### Exercise aim:
Copy the entries below word for word, starting with the line that contains "Where can you spot the tuft" and going on through the line that contains "column 220, row 94", with both of those lines included.
╭──
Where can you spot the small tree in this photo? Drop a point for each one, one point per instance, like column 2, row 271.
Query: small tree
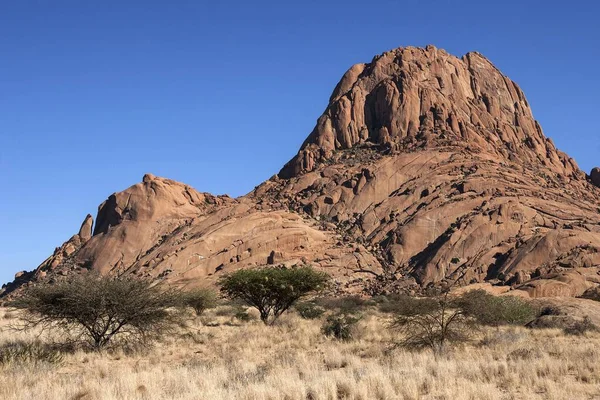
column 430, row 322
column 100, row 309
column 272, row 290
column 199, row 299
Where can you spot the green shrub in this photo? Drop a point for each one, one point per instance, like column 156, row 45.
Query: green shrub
╰──
╭──
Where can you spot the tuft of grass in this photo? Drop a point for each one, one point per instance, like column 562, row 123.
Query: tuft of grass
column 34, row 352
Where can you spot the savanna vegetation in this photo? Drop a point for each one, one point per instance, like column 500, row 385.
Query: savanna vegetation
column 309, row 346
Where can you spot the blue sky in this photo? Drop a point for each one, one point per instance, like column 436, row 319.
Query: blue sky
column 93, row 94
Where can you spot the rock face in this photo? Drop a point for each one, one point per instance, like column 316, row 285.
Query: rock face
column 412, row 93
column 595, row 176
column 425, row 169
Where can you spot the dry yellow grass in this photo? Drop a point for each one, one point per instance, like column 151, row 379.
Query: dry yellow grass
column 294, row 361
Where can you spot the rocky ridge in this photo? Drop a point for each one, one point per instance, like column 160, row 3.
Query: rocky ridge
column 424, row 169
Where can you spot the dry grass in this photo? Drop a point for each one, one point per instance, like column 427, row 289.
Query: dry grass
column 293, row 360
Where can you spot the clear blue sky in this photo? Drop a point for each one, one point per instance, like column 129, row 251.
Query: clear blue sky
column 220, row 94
╰──
### Result for this exercise:
Where can you spot the tuft of grass in this photo? Drop a point for each one, one point per instance, like column 562, row 123.
Query: tuft of grass
column 34, row 352
Where can you spot the savanna vegetation in this photo? Drop a point for each one, one point per instance, like column 500, row 385.
Query: savanna vegetation
column 309, row 346
Where can you spot the blue sky in this photo? Drop a point for each one, one point per instance, like column 436, row 319.
Query: blue sky
column 93, row 94
Where can you spot the rock face in this photo? Drop a point for each one, one point per instance, like column 316, row 285.
Query: rock face
column 412, row 93
column 595, row 176
column 425, row 169
Where can you spot the dry yellow grass in this photo? Drop a point for each one, one point per instance, like column 151, row 379.
Query: dry yellow grass
column 294, row 361
Where can you spot the rocky ridge in this photo? Drop a point for each one, one point per instance, like column 160, row 3.
Query: rocky ridge
column 424, row 169
Where can you spot the dry grass in this photo? Drop a point for each one, one point per instance, like column 427, row 289.
Query: dry grass
column 293, row 360
Where can you spot the clear blue sky in this photo? Drop a point for each one, one point per instance, like column 129, row 251.
Query: clear blue sky
column 220, row 94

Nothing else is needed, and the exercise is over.